*Written problem*:
Rewrite all the entries below as a numbered list with no blank lines, and leave the pictures out.

[Excerpts of location labeling data]
◇ ◇ ◇ ◇ ◇ ◇ ◇
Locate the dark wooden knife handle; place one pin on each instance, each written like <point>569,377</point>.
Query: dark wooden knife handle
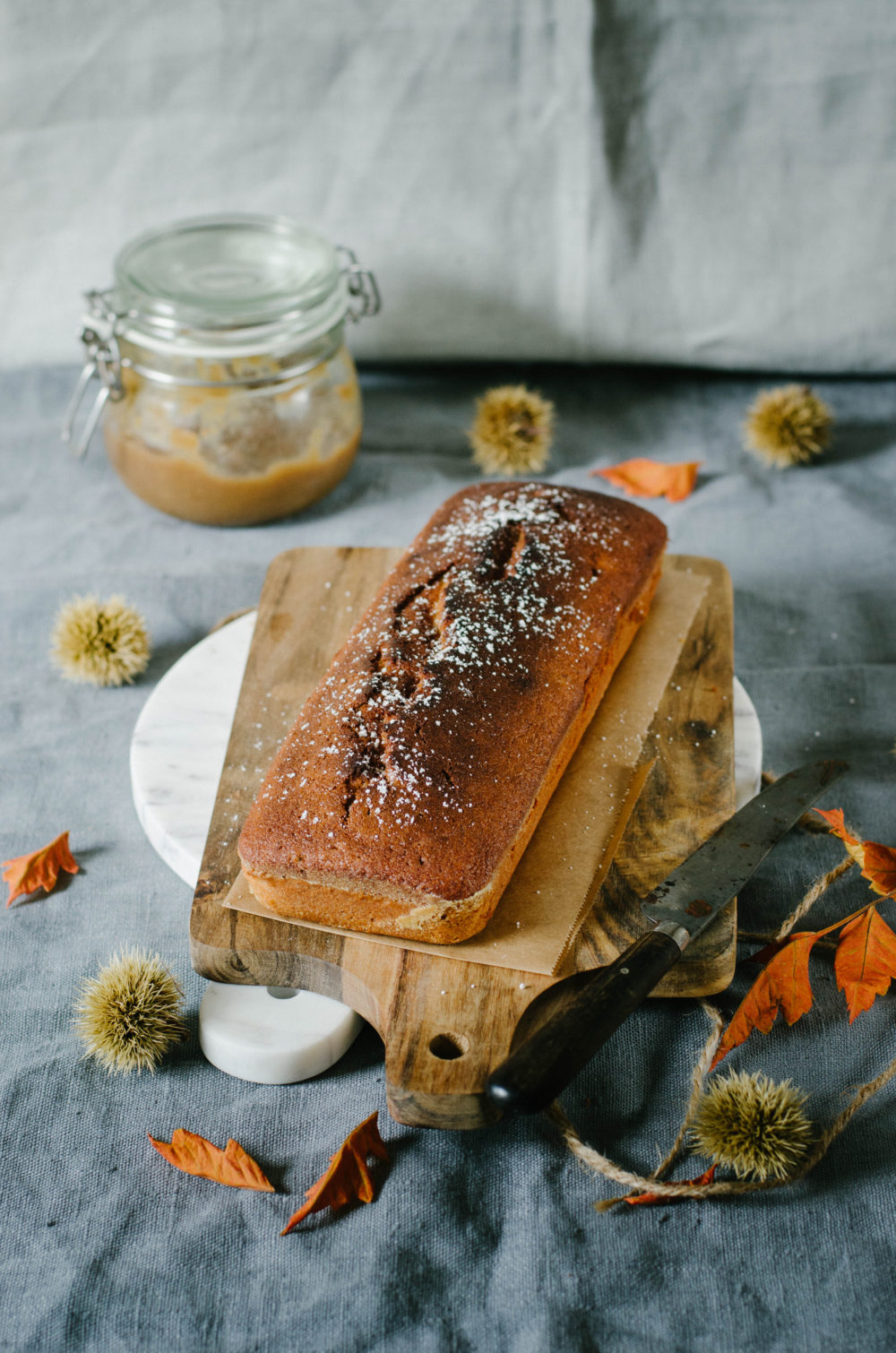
<point>545,1064</point>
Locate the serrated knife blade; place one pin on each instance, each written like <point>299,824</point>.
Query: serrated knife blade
<point>586,1008</point>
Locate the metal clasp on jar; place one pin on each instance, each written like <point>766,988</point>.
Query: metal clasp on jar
<point>103,360</point>
<point>362,286</point>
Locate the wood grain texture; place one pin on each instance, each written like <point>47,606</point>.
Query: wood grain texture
<point>445,1023</point>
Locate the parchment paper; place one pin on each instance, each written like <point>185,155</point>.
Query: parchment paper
<point>564,865</point>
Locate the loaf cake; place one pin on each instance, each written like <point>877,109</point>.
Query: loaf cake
<point>408,789</point>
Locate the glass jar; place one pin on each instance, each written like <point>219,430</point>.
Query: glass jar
<point>227,392</point>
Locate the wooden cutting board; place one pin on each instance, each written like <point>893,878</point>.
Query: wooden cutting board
<point>444,1021</point>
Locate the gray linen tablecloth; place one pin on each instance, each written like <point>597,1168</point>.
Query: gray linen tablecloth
<point>484,1239</point>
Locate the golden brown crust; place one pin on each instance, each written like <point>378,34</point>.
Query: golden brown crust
<point>408,789</point>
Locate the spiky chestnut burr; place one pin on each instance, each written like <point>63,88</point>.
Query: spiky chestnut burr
<point>753,1126</point>
<point>99,642</point>
<point>788,427</point>
<point>129,1015</point>
<point>512,430</point>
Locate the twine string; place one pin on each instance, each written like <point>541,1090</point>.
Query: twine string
<point>699,1076</point>
<point>599,1164</point>
<point>655,1183</point>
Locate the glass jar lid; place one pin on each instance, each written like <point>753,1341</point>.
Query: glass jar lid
<point>236,281</point>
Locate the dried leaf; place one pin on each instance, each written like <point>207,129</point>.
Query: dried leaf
<point>639,1199</point>
<point>348,1177</point>
<point>782,986</point>
<point>877,862</point>
<point>194,1154</point>
<point>880,867</point>
<point>39,869</point>
<point>866,961</point>
<point>834,819</point>
<point>643,478</point>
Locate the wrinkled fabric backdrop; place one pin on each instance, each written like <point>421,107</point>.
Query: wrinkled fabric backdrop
<point>675,180</point>
<point>479,1242</point>
<point>697,183</point>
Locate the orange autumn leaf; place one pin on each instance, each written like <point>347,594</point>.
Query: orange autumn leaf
<point>194,1154</point>
<point>880,867</point>
<point>877,862</point>
<point>643,478</point>
<point>782,986</point>
<point>638,1199</point>
<point>348,1177</point>
<point>866,961</point>
<point>39,869</point>
<point>834,819</point>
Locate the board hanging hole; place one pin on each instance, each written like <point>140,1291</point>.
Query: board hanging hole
<point>448,1046</point>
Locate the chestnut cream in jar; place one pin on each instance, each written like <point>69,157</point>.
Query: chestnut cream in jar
<point>227,392</point>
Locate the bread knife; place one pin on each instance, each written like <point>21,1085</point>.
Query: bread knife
<point>586,1008</point>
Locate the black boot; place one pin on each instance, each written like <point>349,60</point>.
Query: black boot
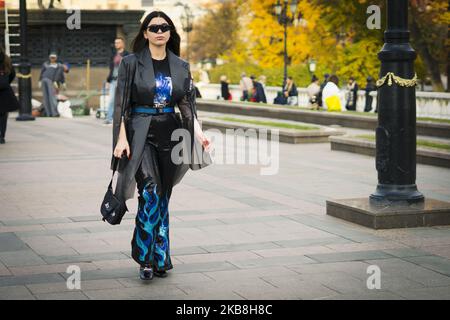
◇ ◇ ◇ ◇ ◇ ◇ ◇
*Response below*:
1. Locate the dark wooden knife handle; place one pin on each instance, each written like <point>569,377</point>.
2. Query: dark wooden knife handle
3. <point>545,1064</point>
4. Locate the serrated knife blade; place one pin on each instance, each written like <point>299,824</point>.
5. Query: serrated knife blade
6. <point>586,1008</point>
7. Locate the metal clasp on jar; place one pin on each instance, each written like <point>766,988</point>.
8. Query: metal clasp on jar
9. <point>103,360</point>
10. <point>362,286</point>
11. Locate the wood grain texture; place one pin on each instance, each written like <point>47,606</point>.
12. Query: wood grain texture
13. <point>445,1023</point>
14. Locate the parchment paper; place one pin on each instance, each written like <point>185,155</point>.
15. Query: parchment paper
16. <point>564,865</point>
17. Locate the loaf cake; place one pin on each instance, each written like <point>877,109</point>.
18. Query: loaf cake
19. <point>408,789</point>
20. Locate the glass jar; place one pin on each instance, each written like <point>219,430</point>.
21. Query: glass jar
22. <point>227,392</point>
23. Locate the wooden cutting board; place one pin on each instance, each written like <point>893,878</point>.
24. Query: wooden cutting board
25. <point>444,1021</point>
26. Locate the gray linen tablecloth; place one pin on each instance, each written like <point>597,1168</point>.
27. Query: gray linen tablecloth
28. <point>484,1239</point>
29. Locate the golden brown crust; place one pin on each instance, each written like <point>378,34</point>.
30. Query: golden brown crust
31. <point>408,789</point>
32. Locate the spiky chestnut burr; place one pin on each instance, each written like <point>63,88</point>.
33. Query: spiky chestnut burr
34. <point>753,1126</point>
35. <point>99,642</point>
36. <point>788,427</point>
37. <point>129,1015</point>
38. <point>512,430</point>
39. Locate the twine string; place one pin on each instance, each written like <point>541,1090</point>.
40. Query: twine string
41. <point>699,1076</point>
42. <point>599,1164</point>
43. <point>655,1183</point>
44. Locate the glass jar lid; place one pin on each instance, each written like <point>753,1341</point>.
45. Query: glass jar lid
46. <point>236,281</point>
47. Locate the dried leaf; place one pin on each instance, each written like <point>207,129</point>.
48. Query: dried leaf
49. <point>639,1199</point>
50. <point>348,1177</point>
51. <point>782,986</point>
52. <point>877,862</point>
53. <point>194,1154</point>
54. <point>880,867</point>
55. <point>39,869</point>
56. <point>866,961</point>
57. <point>834,819</point>
58. <point>643,478</point>
59. Locate the wrinkled fabric backdrop; place one pin on each instance, each written like <point>421,107</point>.
60. Query: wrinkled fabric backdrop
61. <point>675,180</point>
62. <point>479,1242</point>
63. <point>697,183</point>
64. Locate the orange autumn leaf; place one pin on each instance, each written like <point>347,594</point>.
65. Query: orange autumn leaf
66. <point>194,1154</point>
67. <point>880,867</point>
68. <point>877,862</point>
69. <point>643,478</point>
70. <point>782,986</point>
71. <point>638,1199</point>
72. <point>348,1177</point>
73. <point>866,961</point>
74. <point>39,869</point>
75. <point>834,819</point>
76. Locate the board hanging hole; place one pin on each instance, each written like <point>140,1291</point>.
77. Query: board hanging hole
78. <point>448,1046</point>
79. Locate the chestnut cream in jar; place one pin on each instance, each written like <point>69,157</point>.
80. Query: chestnut cream in jar
81. <point>227,392</point>
82. Locate the bread knife; place one pin on each instance, each written like <point>21,1085</point>.
83. Query: bread knife
84. <point>586,1008</point>
85. Locate the black boot; place one pin on each instance, each written like <point>349,60</point>.
86. Query: black boot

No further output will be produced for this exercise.